EXERCISE DETAILS
Read the records below and copy each line that contains "wall".

Extracted data entries
== == ==

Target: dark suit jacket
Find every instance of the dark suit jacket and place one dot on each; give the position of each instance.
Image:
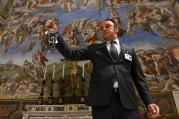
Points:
(127, 72)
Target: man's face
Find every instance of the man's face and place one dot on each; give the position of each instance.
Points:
(109, 31)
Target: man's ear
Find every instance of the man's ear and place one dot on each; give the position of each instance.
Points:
(117, 29)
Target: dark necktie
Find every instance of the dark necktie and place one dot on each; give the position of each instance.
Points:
(113, 51)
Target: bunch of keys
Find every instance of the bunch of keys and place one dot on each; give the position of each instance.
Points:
(50, 40)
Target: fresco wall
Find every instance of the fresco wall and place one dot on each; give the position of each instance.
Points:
(149, 26)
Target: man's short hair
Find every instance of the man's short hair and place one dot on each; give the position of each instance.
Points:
(113, 21)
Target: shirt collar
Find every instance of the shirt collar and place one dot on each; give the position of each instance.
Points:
(117, 41)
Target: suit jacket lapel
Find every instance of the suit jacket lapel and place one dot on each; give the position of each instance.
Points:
(106, 52)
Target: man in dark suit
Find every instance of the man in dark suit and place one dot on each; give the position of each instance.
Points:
(115, 70)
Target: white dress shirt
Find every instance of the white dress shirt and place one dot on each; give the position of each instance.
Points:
(117, 45)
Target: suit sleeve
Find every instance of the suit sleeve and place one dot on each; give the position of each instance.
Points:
(139, 80)
(72, 53)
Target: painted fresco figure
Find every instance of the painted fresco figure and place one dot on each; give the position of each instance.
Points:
(115, 67)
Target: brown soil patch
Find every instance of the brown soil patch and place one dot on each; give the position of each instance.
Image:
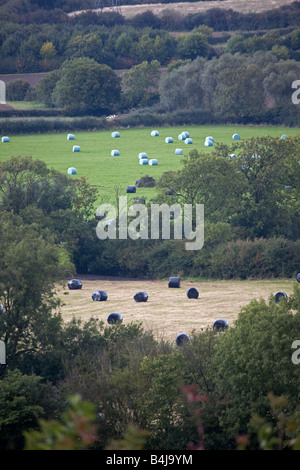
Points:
(168, 311)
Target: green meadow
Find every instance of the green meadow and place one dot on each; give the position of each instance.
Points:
(106, 172)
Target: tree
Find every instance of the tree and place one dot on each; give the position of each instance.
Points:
(86, 86)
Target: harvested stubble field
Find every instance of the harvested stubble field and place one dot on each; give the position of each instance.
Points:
(168, 311)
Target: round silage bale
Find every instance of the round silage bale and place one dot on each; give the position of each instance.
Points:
(74, 284)
(131, 189)
(174, 282)
(99, 296)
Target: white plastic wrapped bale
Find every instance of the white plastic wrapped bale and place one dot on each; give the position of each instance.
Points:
(131, 189)
(220, 325)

== == ==

ANSWER SPACE
Target: fresco wall
Find every instance of the fresco wall and place one dot on each; give the position of each instance.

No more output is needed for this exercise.